■ ENTRIES PROVIDED
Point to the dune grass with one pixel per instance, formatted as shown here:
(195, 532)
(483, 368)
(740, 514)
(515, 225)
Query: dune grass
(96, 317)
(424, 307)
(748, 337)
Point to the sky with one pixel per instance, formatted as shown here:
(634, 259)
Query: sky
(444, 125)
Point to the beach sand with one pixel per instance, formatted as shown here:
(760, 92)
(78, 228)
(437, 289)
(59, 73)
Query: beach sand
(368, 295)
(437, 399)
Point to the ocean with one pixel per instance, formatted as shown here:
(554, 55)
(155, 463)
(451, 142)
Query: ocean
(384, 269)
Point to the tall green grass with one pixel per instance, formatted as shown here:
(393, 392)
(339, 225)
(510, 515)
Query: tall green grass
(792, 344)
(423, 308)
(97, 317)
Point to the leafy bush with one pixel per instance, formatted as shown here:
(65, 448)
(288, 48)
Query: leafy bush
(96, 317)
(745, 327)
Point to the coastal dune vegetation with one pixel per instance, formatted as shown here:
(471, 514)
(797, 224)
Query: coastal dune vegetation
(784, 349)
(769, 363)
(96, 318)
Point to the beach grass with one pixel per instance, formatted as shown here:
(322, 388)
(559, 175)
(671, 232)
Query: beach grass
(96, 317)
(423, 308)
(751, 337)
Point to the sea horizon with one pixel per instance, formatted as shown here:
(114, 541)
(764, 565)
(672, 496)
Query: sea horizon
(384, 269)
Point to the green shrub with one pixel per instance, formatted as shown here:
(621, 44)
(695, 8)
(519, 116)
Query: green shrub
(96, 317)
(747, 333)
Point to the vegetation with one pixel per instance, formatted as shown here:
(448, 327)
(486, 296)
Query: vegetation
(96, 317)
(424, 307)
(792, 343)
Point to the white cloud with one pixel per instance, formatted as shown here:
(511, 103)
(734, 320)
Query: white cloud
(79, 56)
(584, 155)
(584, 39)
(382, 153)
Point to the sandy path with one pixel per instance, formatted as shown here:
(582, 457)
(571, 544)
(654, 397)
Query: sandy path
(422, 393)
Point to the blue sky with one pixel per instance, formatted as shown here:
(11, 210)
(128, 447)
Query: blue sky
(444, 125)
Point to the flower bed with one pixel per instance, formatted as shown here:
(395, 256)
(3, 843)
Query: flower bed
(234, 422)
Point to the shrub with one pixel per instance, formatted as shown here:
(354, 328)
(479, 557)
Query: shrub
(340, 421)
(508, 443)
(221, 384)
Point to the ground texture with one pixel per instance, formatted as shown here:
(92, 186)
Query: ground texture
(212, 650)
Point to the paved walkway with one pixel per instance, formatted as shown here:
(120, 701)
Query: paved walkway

■ ACTIVITY
Type out the entries once more, precisely.

■ TASK RESULT
Point to the dune grass with one pixel per instance, formatted as shown here:
(195, 532)
(483, 368)
(740, 514)
(515, 225)
Query: dune grass
(96, 317)
(424, 307)
(748, 337)
Point to the sky with one pixel per instance, formatted as shown here:
(634, 259)
Query: sky
(444, 125)
Point to the beach sand with one pixel per instance, formatted as shown here:
(760, 92)
(78, 228)
(437, 289)
(59, 73)
Query: beach sand
(368, 295)
(437, 399)
Point to the ocean with one pixel per instance, formatted as shown here:
(554, 55)
(155, 463)
(451, 142)
Query: ocean
(384, 269)
Point to the tall green grass with one pixel per instance, formatted as shown here:
(393, 392)
(339, 225)
(510, 515)
Query: tall green grass
(792, 344)
(423, 308)
(97, 317)
Point to the leafy bush with one pixel per instance, formatted as shown here:
(65, 448)
(288, 48)
Query: leafy bush
(96, 317)
(745, 327)
Point to the coastal dune vegetation with one pixel per instance, formatted as shown here:
(471, 514)
(797, 224)
Query: coastal dune vegetation
(784, 349)
(769, 363)
(96, 318)
Point to the beach grass with one pixel per instance, formatted as shown here:
(322, 388)
(559, 175)
(671, 232)
Query: beach grass
(96, 317)
(423, 308)
(751, 337)
Point to the sea horizon with one pixel per instance, formatted as shown here:
(114, 541)
(764, 565)
(672, 496)
Query: sea horizon
(384, 269)
Point to the green shrub with one pixel per instance, formatted as shown here:
(621, 44)
(695, 8)
(519, 116)
Query: green shrub
(96, 317)
(747, 333)
Point to the vegetation with one pixel per instance, formatted as shown here:
(448, 327)
(486, 296)
Query: vegetation
(96, 317)
(424, 307)
(792, 343)
Point to the white cloud with one pixel per instance, formatted as shown here:
(511, 103)
(734, 320)
Query: white cloud
(79, 56)
(584, 155)
(584, 39)
(382, 153)
Point to the sandy path with one pixel per instance, formatted as shown here:
(582, 457)
(571, 544)
(654, 397)
Query: sandy path
(422, 393)
Point to the blue sky with one pixel per instance, formatted as shown here:
(11, 210)
(128, 447)
Query: blue sky
(444, 125)
Point to the flower bed with one pixel per instance, formatted as shown here:
(395, 256)
(3, 843)
Query: flower bed
(234, 422)
Point to the shrub with one pixel per instance, formatted as shown here:
(354, 328)
(479, 557)
Query: shrub
(340, 421)
(508, 443)
(221, 384)
Point to the ground texture with one pixel per instance, formatted as shown here:
(92, 186)
Query: ground texture
(212, 650)
Point to the paved walkway with one pixel per instance, formatted as shown here:
(120, 701)
Query: paved walkway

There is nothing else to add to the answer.